▶ [Aim]:
Rewrite the material from the line with "yellow icing stripe | locate" through the end of the material, keeping every line, including the requests. Multiply each coordinate in the answers by 2.55 and round it to a whole number, rounding halves up, but leave the numbers in the requests and their format samples unchanged.

>> BEGIN

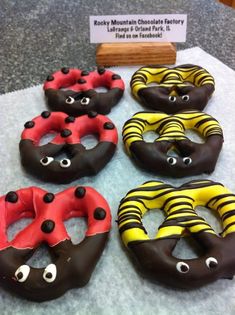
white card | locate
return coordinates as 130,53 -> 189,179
90,14 -> 187,43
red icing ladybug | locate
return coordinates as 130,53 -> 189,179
0,186 -> 111,301
44,67 -> 125,116
20,111 -> 118,183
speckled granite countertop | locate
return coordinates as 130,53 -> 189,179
0,0 -> 235,93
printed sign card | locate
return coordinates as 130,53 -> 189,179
90,14 -> 187,43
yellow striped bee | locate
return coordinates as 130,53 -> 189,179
122,111 -> 223,177
130,64 -> 215,114
118,180 -> 235,288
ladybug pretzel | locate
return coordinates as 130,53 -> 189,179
0,186 -> 111,301
118,179 -> 235,289
44,67 -> 125,116
20,111 -> 118,183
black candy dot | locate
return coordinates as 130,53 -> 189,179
78,79 -> 86,84
5,191 -> 18,203
61,67 -> 69,74
112,74 -> 121,80
60,129 -> 72,138
61,159 -> 69,165
104,122 -> 115,130
94,208 -> 106,220
41,110 -> 51,118
45,272 -> 52,279
209,261 -> 218,269
97,67 -> 105,74
41,157 -> 48,164
81,70 -> 89,77
16,271 -> 24,280
180,265 -> 188,272
87,110 -> 98,118
74,186 -> 86,198
41,220 -> 55,233
24,121 -> 35,129
43,193 -> 55,203
47,75 -> 55,81
64,116 -> 75,124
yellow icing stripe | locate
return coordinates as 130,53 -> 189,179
122,111 -> 223,154
131,66 -> 215,98
121,228 -> 149,246
156,226 -> 185,239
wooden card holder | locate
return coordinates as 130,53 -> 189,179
96,42 -> 176,66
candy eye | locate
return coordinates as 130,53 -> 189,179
81,97 -> 90,105
169,95 -> 176,102
183,156 -> 192,165
65,96 -> 74,104
15,265 -> 30,282
43,264 -> 57,283
40,156 -> 54,166
176,261 -> 189,273
181,95 -> 189,102
206,257 -> 218,269
60,159 -> 71,168
167,156 -> 177,165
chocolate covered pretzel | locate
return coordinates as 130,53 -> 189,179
0,186 -> 111,301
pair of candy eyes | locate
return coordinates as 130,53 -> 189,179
65,96 -> 90,106
40,156 -> 71,168
169,95 -> 189,102
176,257 -> 218,273
167,156 -> 193,165
15,264 -> 57,283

>> END

▶ [Exercise result]:
yellow icing stripe | locate
return coordinates as 130,53 -> 189,179
311,283 -> 569,393
334,168 -> 548,250
309,581 -> 380,627
398,576 -> 472,609
wooden card holder | locate
return coordinates as 130,53 -> 189,179
245,107 -> 449,168
candy eye | locate
return coordinates as 130,53 -> 189,179
207,247 -> 230,268
431,242 -> 449,260
467,398 -> 490,421
166,245 -> 189,265
38,676 -> 77,719
110,673 -> 145,722
102,398 -> 138,423
449,666 -> 482,696
462,242 -> 482,260
525,655 -> 556,686
153,405 -> 181,428
426,398 -> 451,421
chocolate covered pretzel | locate
return coordinates as 130,53 -> 189,179
0,474 -> 283,768
pair of candy eyes | locate
return coordinates as 130,53 -> 189,179
166,245 -> 230,270
102,398 -> 181,428
431,242 -> 482,260
449,655 -> 556,696
426,398 -> 492,421
38,673 -> 145,722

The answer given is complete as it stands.